WORK TO COMPLETE
Your response should consist of the data that follows, repeated in full without alteration.

DATA FOR ANALYSIS
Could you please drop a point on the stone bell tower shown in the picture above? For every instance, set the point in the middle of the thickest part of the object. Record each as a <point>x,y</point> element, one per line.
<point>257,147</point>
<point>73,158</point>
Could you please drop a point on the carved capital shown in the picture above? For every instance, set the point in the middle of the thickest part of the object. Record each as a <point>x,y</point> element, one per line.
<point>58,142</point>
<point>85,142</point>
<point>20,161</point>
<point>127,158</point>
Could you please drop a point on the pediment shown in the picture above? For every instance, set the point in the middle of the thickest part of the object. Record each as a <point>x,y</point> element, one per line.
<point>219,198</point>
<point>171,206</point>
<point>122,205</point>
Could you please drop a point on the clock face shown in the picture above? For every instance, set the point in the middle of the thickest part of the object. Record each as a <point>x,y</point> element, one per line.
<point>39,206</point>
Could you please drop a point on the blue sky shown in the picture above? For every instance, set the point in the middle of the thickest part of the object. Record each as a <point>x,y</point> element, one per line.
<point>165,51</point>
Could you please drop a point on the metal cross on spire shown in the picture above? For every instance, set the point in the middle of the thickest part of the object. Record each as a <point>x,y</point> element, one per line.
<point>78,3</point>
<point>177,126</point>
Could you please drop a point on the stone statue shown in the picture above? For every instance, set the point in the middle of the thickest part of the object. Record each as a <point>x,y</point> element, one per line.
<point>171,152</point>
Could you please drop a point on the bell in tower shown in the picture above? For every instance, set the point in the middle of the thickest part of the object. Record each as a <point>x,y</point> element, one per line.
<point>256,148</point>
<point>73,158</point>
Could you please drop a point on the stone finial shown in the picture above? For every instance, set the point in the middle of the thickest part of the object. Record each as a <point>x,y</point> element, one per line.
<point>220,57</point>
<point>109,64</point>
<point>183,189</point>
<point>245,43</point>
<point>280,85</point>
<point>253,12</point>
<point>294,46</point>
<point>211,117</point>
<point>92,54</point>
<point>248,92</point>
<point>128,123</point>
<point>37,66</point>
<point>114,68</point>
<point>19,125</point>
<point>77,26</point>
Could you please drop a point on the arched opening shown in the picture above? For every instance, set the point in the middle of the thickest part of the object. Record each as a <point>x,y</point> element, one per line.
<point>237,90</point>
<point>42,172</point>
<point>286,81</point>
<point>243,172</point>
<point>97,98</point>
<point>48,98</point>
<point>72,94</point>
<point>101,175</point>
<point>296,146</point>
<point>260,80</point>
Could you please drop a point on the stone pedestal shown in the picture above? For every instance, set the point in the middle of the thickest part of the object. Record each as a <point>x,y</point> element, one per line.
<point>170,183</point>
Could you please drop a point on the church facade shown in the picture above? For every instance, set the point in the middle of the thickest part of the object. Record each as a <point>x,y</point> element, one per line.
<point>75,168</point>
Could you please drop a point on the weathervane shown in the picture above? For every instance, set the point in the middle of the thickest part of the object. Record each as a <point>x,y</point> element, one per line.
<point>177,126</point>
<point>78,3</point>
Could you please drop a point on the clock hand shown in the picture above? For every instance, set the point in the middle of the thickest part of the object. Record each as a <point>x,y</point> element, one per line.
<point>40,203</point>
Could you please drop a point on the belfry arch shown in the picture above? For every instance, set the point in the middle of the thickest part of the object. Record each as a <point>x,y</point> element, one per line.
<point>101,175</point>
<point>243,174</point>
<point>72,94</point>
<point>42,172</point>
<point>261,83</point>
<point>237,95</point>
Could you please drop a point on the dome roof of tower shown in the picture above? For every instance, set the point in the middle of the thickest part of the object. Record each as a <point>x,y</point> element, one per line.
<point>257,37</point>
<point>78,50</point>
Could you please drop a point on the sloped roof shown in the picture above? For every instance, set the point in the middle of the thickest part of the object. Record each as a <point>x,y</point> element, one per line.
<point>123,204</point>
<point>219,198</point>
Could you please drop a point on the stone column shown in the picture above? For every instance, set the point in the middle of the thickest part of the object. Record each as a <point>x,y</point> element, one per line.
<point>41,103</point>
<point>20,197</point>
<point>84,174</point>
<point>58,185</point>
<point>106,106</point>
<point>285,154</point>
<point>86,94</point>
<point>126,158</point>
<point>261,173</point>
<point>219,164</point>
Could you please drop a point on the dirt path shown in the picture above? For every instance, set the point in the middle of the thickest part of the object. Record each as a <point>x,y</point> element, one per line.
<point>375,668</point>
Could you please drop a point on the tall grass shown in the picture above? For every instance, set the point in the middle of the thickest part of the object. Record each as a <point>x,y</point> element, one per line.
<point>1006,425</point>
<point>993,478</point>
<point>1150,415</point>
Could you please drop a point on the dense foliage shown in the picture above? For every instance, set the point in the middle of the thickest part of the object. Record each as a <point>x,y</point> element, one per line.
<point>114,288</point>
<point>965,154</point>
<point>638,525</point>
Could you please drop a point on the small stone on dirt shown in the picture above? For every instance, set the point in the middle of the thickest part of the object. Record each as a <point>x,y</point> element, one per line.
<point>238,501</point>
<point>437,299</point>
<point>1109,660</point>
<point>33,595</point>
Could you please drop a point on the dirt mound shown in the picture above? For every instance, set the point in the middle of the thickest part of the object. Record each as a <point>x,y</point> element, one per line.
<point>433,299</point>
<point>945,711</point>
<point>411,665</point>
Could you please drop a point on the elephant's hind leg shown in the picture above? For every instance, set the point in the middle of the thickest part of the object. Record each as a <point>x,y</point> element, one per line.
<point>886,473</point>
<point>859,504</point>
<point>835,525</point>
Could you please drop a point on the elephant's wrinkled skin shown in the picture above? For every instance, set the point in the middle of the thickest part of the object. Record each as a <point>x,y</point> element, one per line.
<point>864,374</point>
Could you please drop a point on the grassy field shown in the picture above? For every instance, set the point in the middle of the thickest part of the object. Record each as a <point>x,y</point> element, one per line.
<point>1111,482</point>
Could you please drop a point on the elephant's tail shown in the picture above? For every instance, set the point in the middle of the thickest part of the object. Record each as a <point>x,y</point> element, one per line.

COMPLETED EXERCISE
Could you please drop a point on the stone bell tower shown in the picture above? For every instance, set the point in the middle of the thickest part of the object. Record each as a <point>x,y</point> element, one per line.
<point>257,147</point>
<point>73,158</point>
Could you please drop a point on the carved capital shown in the picture above? For every instance, set the point in the middle of the thickest part of the object. Record each as a <point>x,y</point> element, one per line.
<point>58,142</point>
<point>85,142</point>
<point>20,161</point>
<point>127,158</point>
Could you please drop a point on the pediment shown in the picture above? For every instance, set the point in the middle of the thickest part of the object. Record each as a <point>x,y</point> element, one per line.
<point>219,198</point>
<point>171,206</point>
<point>122,205</point>
Could you please drop a point on the clock face shown in the picture above? For every instance, set the point in the middle of the thickest part of the object. Record each as a <point>x,y</point> element, one per line.
<point>39,206</point>
Could you please drop a point on the blue sky shown in the picture above? For every instance, set the point in the middle of the thickest part of the object. Record each as a <point>x,y</point> element, one per line.
<point>165,51</point>
Could you please drop a point on the metal cross on spire shown in the picture above? For every instance, set the point in the middle of the thickest part of the object. Record each as a <point>x,y</point> element, one per line.
<point>78,3</point>
<point>177,126</point>
Could you please drop a point on the stone statue shown in the picture above? For every instance, set the point in the middle of the thickest part of the object. Record each as a <point>x,y</point> element, one per line.
<point>171,152</point>
Could you please drop a point on the bell in tower shown in the picture above? For every instance, set the point in the middle of the thickest part of the object. Record each as a <point>x,y</point> element, one per line.
<point>256,148</point>
<point>73,158</point>
Could you please drop a point on the stone finial shown in the picture above? For every instance, set the point in the middle of the thickest part of the object. Record each as a <point>x,y</point> element, one per line.
<point>220,57</point>
<point>109,64</point>
<point>183,189</point>
<point>245,43</point>
<point>280,85</point>
<point>253,12</point>
<point>294,46</point>
<point>211,117</point>
<point>92,54</point>
<point>248,92</point>
<point>128,123</point>
<point>37,66</point>
<point>114,68</point>
<point>19,125</point>
<point>77,26</point>
Could you please drop a point on the arched opening shown in the picture above? For every instance, set the point in the middle of the thickest part of the object. Record each as a <point>x,y</point> element, one per line.
<point>237,90</point>
<point>42,172</point>
<point>286,81</point>
<point>243,172</point>
<point>97,98</point>
<point>48,98</point>
<point>72,94</point>
<point>101,175</point>
<point>296,146</point>
<point>260,80</point>
Could you please drop a point on the stone pedestal shown in the picture above? For every instance, set the point in the middle of the thickest part of the object. Record each as a <point>x,y</point> element, one per line.
<point>170,183</point>
Could you please drop a point on the church facade shown in the picture above? For every instance, set the point in the middle of the thickest part of the object. Record each as a <point>x,y</point> element, one per line.
<point>75,168</point>
Could you please drop a point on the weathervane shown in the picture above? For every instance, set the point in the middle of the thickest part of the object. Record each as a <point>x,y</point> element, one per line.
<point>177,126</point>
<point>78,3</point>
Could you please drop a point on the clock hand shown in the picture above? For every instance, set the point in the middle of the thickest part of the object. Record each as a <point>x,y</point> element, one per line.
<point>40,203</point>
Could you please drop a point on the belfry arch shown in the picture above? For every instance, set the point in the middle of the thickest part of the object. Record each as a <point>x,y</point> element, one per line.
<point>101,175</point>
<point>243,174</point>
<point>72,94</point>
<point>42,172</point>
<point>261,83</point>
<point>237,95</point>
Could you please drop a point on the dome roof of tower shown in the picture above? For every instance, set the point in the middle of the thickest part of the object. Record each as a <point>x,y</point> element, one per line.
<point>257,37</point>
<point>78,50</point>
Could you please drop a point on the sloped roof shown in the picture above? For every instance, set the point in the middle of the thickest part of the object. Record each as a <point>x,y</point> element, one per line.
<point>123,204</point>
<point>219,198</point>
Could you please drop a point on the stone column shown in the picture above? For every instance, set the point in the middle of the thickest part of the object. Record each as a <point>x,y</point> element, one per line.
<point>41,103</point>
<point>20,197</point>
<point>84,174</point>
<point>58,185</point>
<point>106,106</point>
<point>285,154</point>
<point>86,94</point>
<point>126,158</point>
<point>261,173</point>
<point>219,164</point>
Could you please drop a point on the dirt path shown in the picture above? For every instance, set the point in the middle of the thickest part of the object. Record each as a <point>x,y</point> element, one per line.
<point>375,668</point>
Could you please drop a point on the tall grass shown in the picture above? For every instance, set the point in the middle of the thickest part of the object. Record each as a <point>x,y</point> element, one per line.
<point>1006,425</point>
<point>993,478</point>
<point>1150,415</point>
Could you please drop a point on the dense foliage shown in the picture above? For every instance, set the point in the middle of the thickest part of the object. Record each as a <point>x,y</point> element, one per line.
<point>114,288</point>
<point>965,154</point>
<point>638,525</point>
Could you please drop a point on the small stone on dirt shown in the picture above? For every instance, set the point in the middle of the thickest part of the object. Record each as a <point>x,y</point> element, one per line.
<point>238,501</point>
<point>437,299</point>
<point>1109,660</point>
<point>33,595</point>
Could you please drop a point on the dirt mound shown in the picture above? For every instance, set the point in the middle of the thickest part of the object. Record each as a <point>x,y</point> element, one per line.
<point>433,299</point>
<point>945,711</point>
<point>411,665</point>
Could you please drop a point on the elephant's hind leg shown in the picture above? For every instance, set the point in the middle of the thickest part of the object. Record each as a <point>x,y</point> element, one per line.
<point>886,473</point>
<point>859,504</point>
<point>835,525</point>
Could you please drop a point on the elephant's wrinkled skin shown in the picture above? For every instance, set the point in the middle of the thickest part of the object. Record each as a <point>x,y</point> element, one per line.
<point>864,374</point>
Could you please drop a point on the grassy field shown in the picture above? For every instance, set the point in the middle of the thickest part of the object. Record each as a <point>x,y</point> element, one per line.
<point>1111,482</point>
Could you please drop a point on the elephant's tail shown in the picture above? For every instance, set the point in the middle of the thickest part of the object. Record each as a <point>x,y</point> element, one per line.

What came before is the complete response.